▸ 练习要求
把原文从“你可以从视频中扒拉下来、从网站上扒拉下来或者自己录，但请注意版权问题。”开始、到“你可以直接用在线服务比如 https://mvsep.com/zh （免费）来分离。”结束的这一段重新写一遍，把里面的“在线服务”更新为“网页工具”。

▸ 原文节选
-- -- --

有多种开局方式，但是现在人声分离还没做好

因此您可以试着

1. 只提供一个或几个已经分离好人声的较长音频
2. 提供音频、并提前准备好srt文件

这两个都是可选的，本项目有内置funasr的srt识别。

如果colab的gpu资源不可用，则建议您先用剪映提取出srt（也是免费的），这样会快很多。

### 项目、环境有关 Env

In [None]:
# @title Clone or Update the repository 克隆或更新存储库
%cd /content/
!git clone https://github.com/X-T-E-R/AudioLabeling.git 

# Make sure to pull the latest changes from the repository
%cd /content/AudioLabeling
!git stash
!git pull https://github.com/X-T-E-R/AudioLabeling.git 


In [None]:
# @title 安装依赖项 Install dependencies 
%pip install torch torchvision torchaudio --index-url https://download.pytorch.org/whl/cu121
%pip install -r requirements.txt

### 数据准备 

#### 说明：
数据准备需要一到几个人声长音频，最好放置在同一个文件夹里面

你可以从视频中扒拉下来、从网站上扒拉下来或者自己录，但请注意版权问题。

（另外特别声明：本工具仅是一个机械的处理音频的工具，不能对任何数据相关的版权做保证、如您不同意这一点，请立即放弃使用）

本来不需要做处理，

但是因为本项目的人声分离、音频降噪还没做好，因此请手动分离好人声再上传


你可以直接用在线服务比如 https://mvsep.com/zh （免费）来分离。

-- -- --

▸ 资料列表
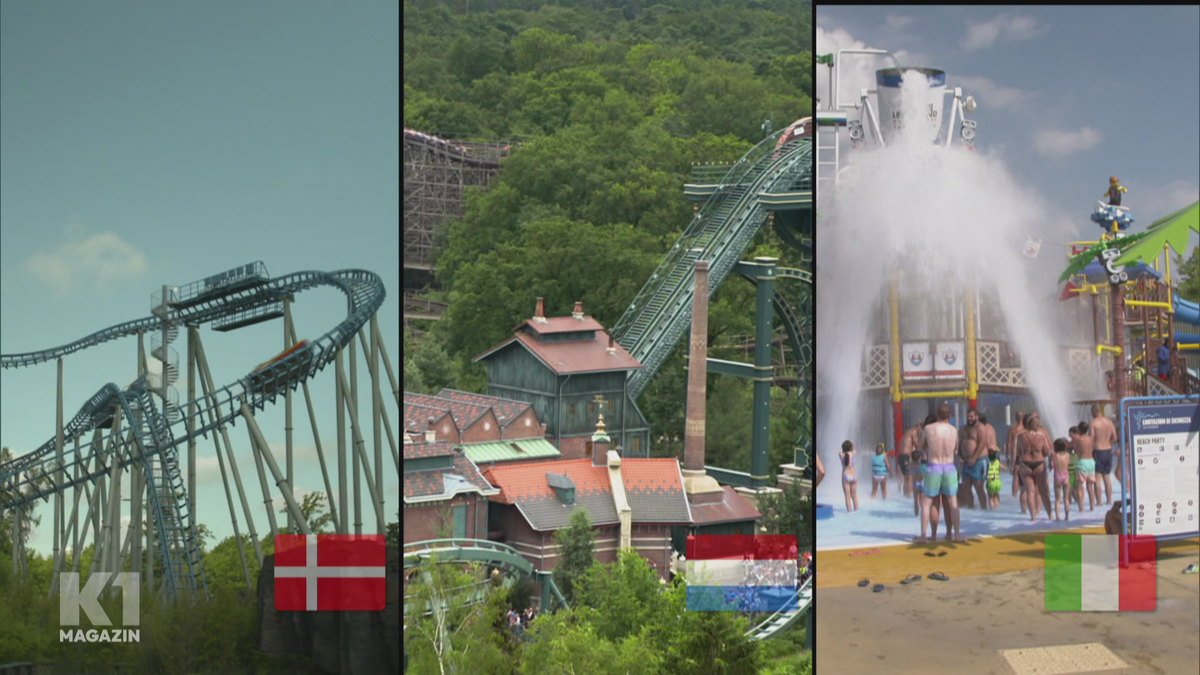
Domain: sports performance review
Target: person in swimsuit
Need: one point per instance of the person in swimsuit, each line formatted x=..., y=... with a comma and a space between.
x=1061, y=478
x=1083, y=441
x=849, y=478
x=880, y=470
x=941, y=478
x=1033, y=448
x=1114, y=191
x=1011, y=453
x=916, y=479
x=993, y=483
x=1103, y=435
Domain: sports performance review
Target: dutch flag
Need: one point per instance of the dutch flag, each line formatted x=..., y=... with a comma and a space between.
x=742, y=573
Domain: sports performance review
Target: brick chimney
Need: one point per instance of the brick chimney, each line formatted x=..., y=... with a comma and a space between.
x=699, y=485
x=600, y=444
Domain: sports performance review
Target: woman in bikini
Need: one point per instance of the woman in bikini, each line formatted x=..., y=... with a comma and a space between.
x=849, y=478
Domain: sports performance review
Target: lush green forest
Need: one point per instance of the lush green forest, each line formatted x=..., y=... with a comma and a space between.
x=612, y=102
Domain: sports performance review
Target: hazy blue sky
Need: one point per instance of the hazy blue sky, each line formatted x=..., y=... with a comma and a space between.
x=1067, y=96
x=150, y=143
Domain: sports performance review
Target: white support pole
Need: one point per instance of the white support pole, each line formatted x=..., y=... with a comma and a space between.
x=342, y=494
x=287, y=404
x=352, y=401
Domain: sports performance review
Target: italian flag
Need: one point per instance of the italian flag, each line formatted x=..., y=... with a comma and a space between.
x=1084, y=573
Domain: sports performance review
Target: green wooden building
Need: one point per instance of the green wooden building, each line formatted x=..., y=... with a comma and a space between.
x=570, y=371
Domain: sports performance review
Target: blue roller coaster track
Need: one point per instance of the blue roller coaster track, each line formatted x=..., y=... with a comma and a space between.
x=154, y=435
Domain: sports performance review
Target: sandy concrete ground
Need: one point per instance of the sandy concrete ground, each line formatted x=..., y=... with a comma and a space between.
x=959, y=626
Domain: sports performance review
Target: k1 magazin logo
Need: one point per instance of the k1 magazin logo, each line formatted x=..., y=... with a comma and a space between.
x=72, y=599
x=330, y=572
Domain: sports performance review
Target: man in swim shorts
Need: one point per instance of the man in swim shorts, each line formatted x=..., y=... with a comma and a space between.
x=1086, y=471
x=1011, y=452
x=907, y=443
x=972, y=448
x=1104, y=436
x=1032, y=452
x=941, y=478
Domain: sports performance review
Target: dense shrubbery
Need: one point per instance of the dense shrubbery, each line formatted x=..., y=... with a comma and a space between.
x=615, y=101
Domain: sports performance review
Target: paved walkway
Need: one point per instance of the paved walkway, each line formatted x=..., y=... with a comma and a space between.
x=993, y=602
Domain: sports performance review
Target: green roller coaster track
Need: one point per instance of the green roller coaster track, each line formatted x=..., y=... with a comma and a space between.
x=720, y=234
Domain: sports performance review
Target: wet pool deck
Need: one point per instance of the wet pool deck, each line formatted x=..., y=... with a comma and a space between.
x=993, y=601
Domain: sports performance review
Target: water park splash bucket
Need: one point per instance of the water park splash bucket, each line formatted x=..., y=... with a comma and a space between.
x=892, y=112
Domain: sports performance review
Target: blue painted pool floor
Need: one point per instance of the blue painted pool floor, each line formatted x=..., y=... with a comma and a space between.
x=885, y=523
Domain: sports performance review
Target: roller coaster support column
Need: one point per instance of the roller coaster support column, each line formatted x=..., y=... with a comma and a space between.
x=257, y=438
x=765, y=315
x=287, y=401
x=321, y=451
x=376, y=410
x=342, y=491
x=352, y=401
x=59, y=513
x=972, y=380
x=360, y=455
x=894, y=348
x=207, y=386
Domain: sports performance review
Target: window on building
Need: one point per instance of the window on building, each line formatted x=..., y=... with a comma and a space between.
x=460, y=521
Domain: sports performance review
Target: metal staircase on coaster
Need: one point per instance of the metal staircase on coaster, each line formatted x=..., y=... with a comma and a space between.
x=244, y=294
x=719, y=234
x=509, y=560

-- -- --

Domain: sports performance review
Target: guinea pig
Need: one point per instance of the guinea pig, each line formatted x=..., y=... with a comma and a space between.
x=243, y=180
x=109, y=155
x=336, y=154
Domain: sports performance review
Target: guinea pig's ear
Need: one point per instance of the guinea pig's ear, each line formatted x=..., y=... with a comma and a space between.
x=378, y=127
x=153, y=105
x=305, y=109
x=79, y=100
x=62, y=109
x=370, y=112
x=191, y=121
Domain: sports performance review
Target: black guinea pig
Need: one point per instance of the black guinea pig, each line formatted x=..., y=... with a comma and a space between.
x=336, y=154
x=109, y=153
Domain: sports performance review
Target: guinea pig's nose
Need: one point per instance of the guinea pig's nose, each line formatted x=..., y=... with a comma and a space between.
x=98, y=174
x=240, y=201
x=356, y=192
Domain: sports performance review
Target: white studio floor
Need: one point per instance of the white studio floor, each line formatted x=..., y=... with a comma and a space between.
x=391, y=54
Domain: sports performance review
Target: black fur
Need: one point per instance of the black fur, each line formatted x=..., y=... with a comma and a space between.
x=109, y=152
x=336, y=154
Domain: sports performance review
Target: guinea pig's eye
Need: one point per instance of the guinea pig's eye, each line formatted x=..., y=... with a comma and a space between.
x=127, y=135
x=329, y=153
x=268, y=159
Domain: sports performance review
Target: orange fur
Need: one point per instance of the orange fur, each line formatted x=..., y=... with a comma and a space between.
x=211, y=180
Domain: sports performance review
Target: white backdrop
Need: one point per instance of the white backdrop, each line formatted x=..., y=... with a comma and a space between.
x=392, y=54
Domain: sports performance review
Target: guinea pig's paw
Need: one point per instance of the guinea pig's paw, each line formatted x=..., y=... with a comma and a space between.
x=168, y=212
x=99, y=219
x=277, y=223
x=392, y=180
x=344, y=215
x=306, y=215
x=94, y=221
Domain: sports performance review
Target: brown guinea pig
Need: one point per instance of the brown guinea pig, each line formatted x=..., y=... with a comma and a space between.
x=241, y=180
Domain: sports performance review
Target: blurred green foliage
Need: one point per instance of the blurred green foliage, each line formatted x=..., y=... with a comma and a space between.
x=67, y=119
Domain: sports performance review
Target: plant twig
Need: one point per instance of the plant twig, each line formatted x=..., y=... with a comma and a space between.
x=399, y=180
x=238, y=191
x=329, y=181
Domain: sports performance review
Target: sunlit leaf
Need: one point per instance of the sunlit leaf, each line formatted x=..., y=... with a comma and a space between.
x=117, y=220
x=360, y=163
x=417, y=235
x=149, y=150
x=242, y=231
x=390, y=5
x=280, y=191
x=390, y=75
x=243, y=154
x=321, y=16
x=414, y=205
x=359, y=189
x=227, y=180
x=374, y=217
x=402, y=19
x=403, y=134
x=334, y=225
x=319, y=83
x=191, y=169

-- -- --

▸ 练习答案
你可以从视频中扒拉下来、从网站上扒拉下来或者自己录，但请注意版权问题。

（另外特别声明：本工具仅是一个机械的处理音频的工具，不能对任何数据相关的版权做保证、如您不同意这一点，请立即放弃使用）

本来不需要做处理，

但是因为本项目的人声分离、音频降噪还没做好，因此请手动分离好人声再上传


你可以直接用网页工具比如 https://mvsep.com/zh （免费）来分离。